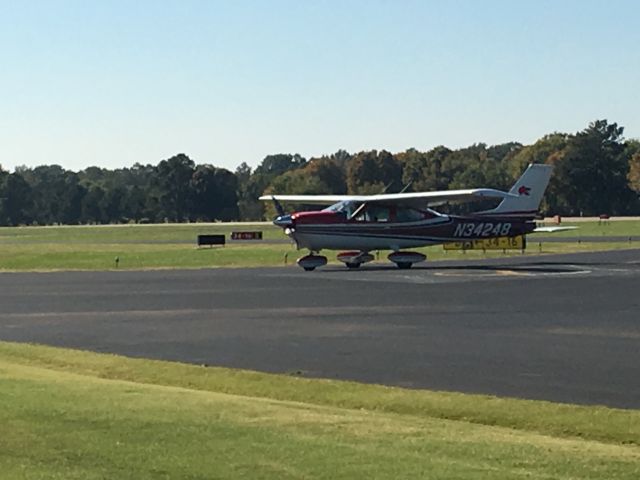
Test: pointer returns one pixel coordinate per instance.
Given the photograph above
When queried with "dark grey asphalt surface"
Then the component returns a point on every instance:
(563, 328)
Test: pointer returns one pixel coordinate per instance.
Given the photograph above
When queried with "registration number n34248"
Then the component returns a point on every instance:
(482, 229)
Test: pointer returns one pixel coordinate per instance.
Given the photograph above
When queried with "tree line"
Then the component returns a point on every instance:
(596, 172)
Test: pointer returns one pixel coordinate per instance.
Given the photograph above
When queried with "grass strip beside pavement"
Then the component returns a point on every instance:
(69, 414)
(603, 424)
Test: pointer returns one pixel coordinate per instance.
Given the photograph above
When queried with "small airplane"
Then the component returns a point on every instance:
(360, 224)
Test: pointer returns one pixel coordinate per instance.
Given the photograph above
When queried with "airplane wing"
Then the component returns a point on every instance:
(417, 199)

######

### Task prompt
Scale the entries above by reproducing every line, the requests included, with each pixel coordinate in the answers multiplied by 1.55 and rounded to the nearest whole number, with halves rounded up. Leave the pictures out of your reproduction.

### Result for this task
Test: pointer returns one pixel coordinate per instance.
Given the photograph above
When queried with "dark grey asphalt surface"
Then the component returns a point on every instance:
(873, 508)
Test: pointer returns one pixel coordinate per instance.
Given the photograph above
When queried with "registration number n34248"
Then the component returns a point on every instance:
(747, 355)
Test: pointer returns one pixel coordinate per instance.
Given the photograph above
When queried with "tree line"
Then the component returns a point on every instance:
(924, 267)
Test: pointer returns one pixel coordinate per instance.
Given the photograph above
When queried with "grass strip beside pavement"
Then the component returns a point on every instance:
(107, 642)
(935, 657)
Test: pointer returns one pixel coordinate per instance.
Given the photograph above
When queried with "small airplane"
Then the component returns a point on every instance:
(558, 347)
Test: pointer returns one pixel coordinate per instance.
Given the photograph above
When queried with "airplane wing"
Then the component returns a point on every instance:
(646, 308)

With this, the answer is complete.